Dataset entries

──────

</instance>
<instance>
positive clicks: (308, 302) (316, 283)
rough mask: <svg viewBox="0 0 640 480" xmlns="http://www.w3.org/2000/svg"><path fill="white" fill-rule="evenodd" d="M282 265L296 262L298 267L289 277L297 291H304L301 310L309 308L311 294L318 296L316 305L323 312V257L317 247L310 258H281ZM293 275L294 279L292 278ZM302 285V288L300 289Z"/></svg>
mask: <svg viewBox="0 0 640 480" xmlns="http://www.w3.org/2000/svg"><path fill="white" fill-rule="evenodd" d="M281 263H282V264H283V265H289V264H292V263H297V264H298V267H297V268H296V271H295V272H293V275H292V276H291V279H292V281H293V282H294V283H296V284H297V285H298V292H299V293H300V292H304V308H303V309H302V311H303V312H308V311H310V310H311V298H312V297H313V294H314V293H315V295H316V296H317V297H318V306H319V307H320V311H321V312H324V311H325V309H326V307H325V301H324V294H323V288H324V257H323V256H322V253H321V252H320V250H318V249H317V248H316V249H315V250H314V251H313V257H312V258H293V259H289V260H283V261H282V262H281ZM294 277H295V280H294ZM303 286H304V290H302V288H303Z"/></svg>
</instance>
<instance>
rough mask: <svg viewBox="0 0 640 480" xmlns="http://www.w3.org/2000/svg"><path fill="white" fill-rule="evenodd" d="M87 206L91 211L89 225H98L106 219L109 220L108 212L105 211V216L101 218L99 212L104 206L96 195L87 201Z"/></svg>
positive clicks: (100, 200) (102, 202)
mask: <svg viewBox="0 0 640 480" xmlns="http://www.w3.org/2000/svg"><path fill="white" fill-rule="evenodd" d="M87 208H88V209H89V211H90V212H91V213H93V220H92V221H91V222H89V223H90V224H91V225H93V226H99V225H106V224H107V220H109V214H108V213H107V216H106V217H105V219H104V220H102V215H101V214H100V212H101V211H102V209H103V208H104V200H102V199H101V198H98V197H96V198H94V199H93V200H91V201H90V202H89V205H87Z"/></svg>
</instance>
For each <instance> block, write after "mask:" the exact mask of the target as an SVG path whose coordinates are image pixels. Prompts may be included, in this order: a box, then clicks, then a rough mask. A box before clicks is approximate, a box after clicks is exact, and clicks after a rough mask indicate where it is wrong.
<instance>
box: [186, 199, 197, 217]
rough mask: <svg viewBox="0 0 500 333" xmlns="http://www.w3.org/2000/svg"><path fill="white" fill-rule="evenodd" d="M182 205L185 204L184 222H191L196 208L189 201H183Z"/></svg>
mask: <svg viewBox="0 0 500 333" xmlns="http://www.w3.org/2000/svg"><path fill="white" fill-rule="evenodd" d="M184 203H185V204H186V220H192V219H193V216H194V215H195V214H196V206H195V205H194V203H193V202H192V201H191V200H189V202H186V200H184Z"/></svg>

──────

Lines after the one containing "box: [186, 199, 197, 217]" are left out; every line from the start of the entries through that line is restated word for word.

</instance>
<instance>
positive clicks: (308, 302) (316, 283)
rough mask: <svg viewBox="0 0 640 480" xmlns="http://www.w3.org/2000/svg"><path fill="white" fill-rule="evenodd" d="M282 265L296 262L298 267L289 277L297 291H304L301 310L309 308L311 294L318 296L316 305L323 312V257L317 247L310 258H281ZM293 275L294 279L292 278ZM302 285V288L300 289Z"/></svg>
mask: <svg viewBox="0 0 640 480" xmlns="http://www.w3.org/2000/svg"><path fill="white" fill-rule="evenodd" d="M281 263H282V264H283V265H289V264H292V263H297V264H298V267H297V268H296V271H295V272H293V275H292V276H291V279H292V281H293V282H294V283H296V284H297V285H298V292H299V293H300V292H304V308H303V309H302V311H303V312H308V311H310V310H311V298H312V297H313V294H314V293H315V295H316V296H317V297H318V306H319V307H320V311H321V312H324V311H325V309H326V307H325V301H324V294H323V288H324V257H323V256H322V253H321V252H320V250H318V249H317V248H316V249H315V250H314V251H313V257H312V258H293V259H289V260H283V261H282V262H281ZM294 277H295V280H294ZM303 286H304V290H302V288H303Z"/></svg>
</instance>
<instance>
rough mask: <svg viewBox="0 0 640 480" xmlns="http://www.w3.org/2000/svg"><path fill="white" fill-rule="evenodd" d="M87 206L91 211L89 225H98L106 219L109 220L108 212L105 211V216L101 218L99 212L104 206L96 195L87 201Z"/></svg>
positive clicks: (100, 200) (102, 202)
mask: <svg viewBox="0 0 640 480" xmlns="http://www.w3.org/2000/svg"><path fill="white" fill-rule="evenodd" d="M87 208H88V209H89V211H90V212H91V213H93V220H92V221H91V222H89V223H90V224H91V225H93V226H99V225H106V224H107V220H109V214H108V213H107V216H106V217H105V219H104V220H102V215H101V214H100V212H101V211H102V209H103V208H104V200H102V199H101V198H98V197H96V198H94V199H93V200H91V201H90V202H89V205H87Z"/></svg>
</instance>
For each <instance> block, write after "mask:" the exact mask of the target as an SVG path whose coordinates are image pixels. Prompts may be included, in this order: a box, then clicks, then a rough mask. A box before clicks is approximate, a box after clicks is exact, and clicks after a rough mask indicate where it is wrong.
<instance>
box: [186, 199, 197, 217]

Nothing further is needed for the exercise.